==== Passage shown ====

Men Get Depression
Full Story
| Topics: depression, recovery, therapies

“I would literally stare at [my computer] for an hour before doing anything.” . . . “I don’t want to think about anything, I don’t want to move. . . just leave me alone.” . . . “I was verbally abusive to people around me.” . . .“the only emotion that I showed was anger.”. . .“I had a high degree of anxiety; I had a sense of loss of self-worth.”
This is how men describe what it feels like to be depressed – even when they are playing tennis and football, tending to children, fighting in Iraq, delivering news to the world, building our cities and its infrastructure, creating food, music or books. Their stories, like those of the six million men in America who struggle with depression, are the subject of a PBS documentary, Men Get Depression.
The film opens with the question, how do men know that what they’re experiencing is not just a typical reaction to stress or to grief? Or it's something they should simply endure, because they always have, and it's not the signal of an illness which spins out of control? It’s not an easy question for one in four men who will wrestle with a depression during his lifetime. And the answer may not be as clear as a train’s whistle. Dr. John Greden, director of the University of Michigan’s Depression Center, says men rarely walk into the office and say, “I’m depressed.”

====

*What you will do:* Quote the passage on men and depression word for word, starting with "This is how" and going on through "Men Get Depression.". The records that come next are separate material and have no tie to the passage on men and depression.

==== Supplied information ====

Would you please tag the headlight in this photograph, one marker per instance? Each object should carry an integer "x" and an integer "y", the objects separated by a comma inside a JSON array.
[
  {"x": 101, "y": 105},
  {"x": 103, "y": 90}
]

====

*Exercise response:*
This is how men describe what it feels like to be depressed – even when they are playing tennis and football, tending to children, fighting in Iraq, delivering news to the world, building our cities and its infrastructure, creating food, music or books. Their stories, like those of the six million men in America who struggle with depression, are the subject of a PBS documentary, Men Get Depression.